### CONSEGNA
Stabilisci se ciascuna delle tre affermazioni seguenti concorda con l'articolo sull'umiltà, rispondendo sì o no e citando alla lettera le parole del testo che lo decidono.
1. Davanti ai visitatori di alto rango gli asceti modificavano il loro comportamento.
2. Gli asceti portavano vestiti semplici e vecchi.
3. San Basilio zoppicava per imitare i Cappadoci.

### ARTICOLO
★ ★ ★

Un uomo che ha ricevuto la grazia di Dio non cambia con un cambiamento di situazione o di ambiente. Tutto in lui – i suoi pensieri, le sue parole e le sue azioni, sia segrete che manifeste, sia quelle commesse in privato che in pubblico – rimane lo stesso, senza cambiamento. I Padri della Chiesa hanno insistito sul fatto che non dobbiamo essere volubili e mutevoli, non importa chi ci sta di fronte, non importa dove ci troviamo. Che tu sia davanti a una folla di milioni o in privato, dovresti rimanere lo stesso, comportarti allo stesso modo. Quando sei solo, sentiti come se il mondo intero ti stesse guardando. E quando il mondo intero ti sta guardando, ti senti come se fossi solo. Ovunque e ovunque, senti la presenza di Dio e nient'altro che lui.
Di fronte ai potenti di questo mondo, a coloro da cui dipende il tuo benessere materiale, o a coloro che temi, non essere un adulatore; non cambiare il tuo comportamento. Ma comportati allo stesso modo con tutti, correttamente: sii umile. Non sto parlando di un complesso di inferiorità, ma della nobile umiltà dei figli di Dio.
Tale comportamento personalmente mi fa una grande impressione. Ho visto questa umiltà nei santi asceti contemporanei, che vari funzionari di alto rango sono venuti ad incontrare: primi ministri, presidenti, persone i cui nomi sono conosciuti in tutto il mondo. Quando si trattava di tali visitatori, non c'era ombra di cambiamento nel comportamento degli asceti, né ombra di ossequio o adulazione. Ricevevano ogni visitatore con nobiltà spirituale e parlavano con loro, indipendentemente da chi fossero. Non sapevano nulla del piacere alla gente. Proprio per questo Dio regnava nelle loro anime, in tutto il loro essere. Potevi vedere quanto erano pieni di grazia. Ricordo che quando osservavo queste persone sante, vidi che anche i loro vestiti trasudavano grazia. Indossavano i vestiti più semplici, più vecchi e più logori. Ma questi vestiti, le celle degli asceti e i loro oggetti irradiavano tutti una grande grazia.
Era lo stesso con gli antichi santi. Di san Basilio il Gramnde, per esempio, si dice che zoppicasse leggermente. Lo stesso si dice dei suoi connazionali, i Cappadoci: zoppicavano tutti. Così imitavano il santo! Che grande influenza ebbe su di loro! San Basilio zoppicava a causa di un problema ai piedi, ma i Cappadoci zoppicavano a imitazione di lui, perché la grazia nascosta nella sua anima faceva una tale impressione su di loro che imitavano anche il comportamento esteriore del santo.

★ ★ ★

### CONTENUTO DEI DATI

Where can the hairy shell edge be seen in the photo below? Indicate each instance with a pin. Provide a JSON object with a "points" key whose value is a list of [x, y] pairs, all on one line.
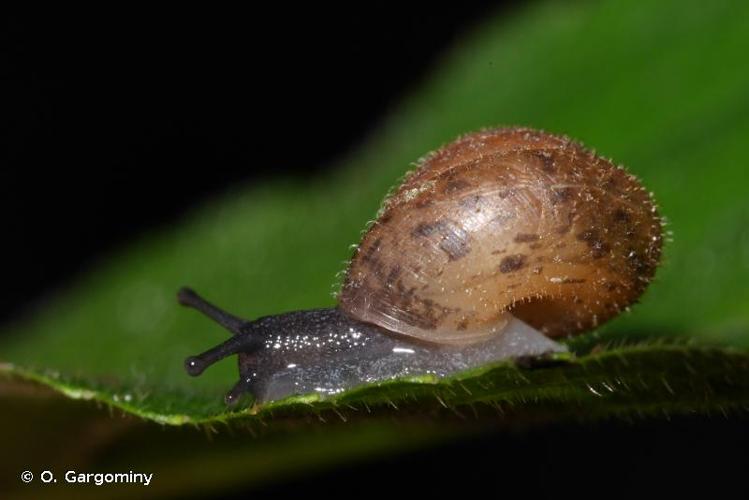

★ ★ ★

### RISPOSTA
1. No: "non c'era ombra di cambiamento nel comportamento degli asceti, né ombra di ossequio o adulazione".
2. Sì: "Indossavano i vestiti più semplici, più vecchi e più logori".
3. No: "San Basilio zoppicava a causa di un problema ai piedi, ma i Cappadoci zoppicavano a imitazione di lui".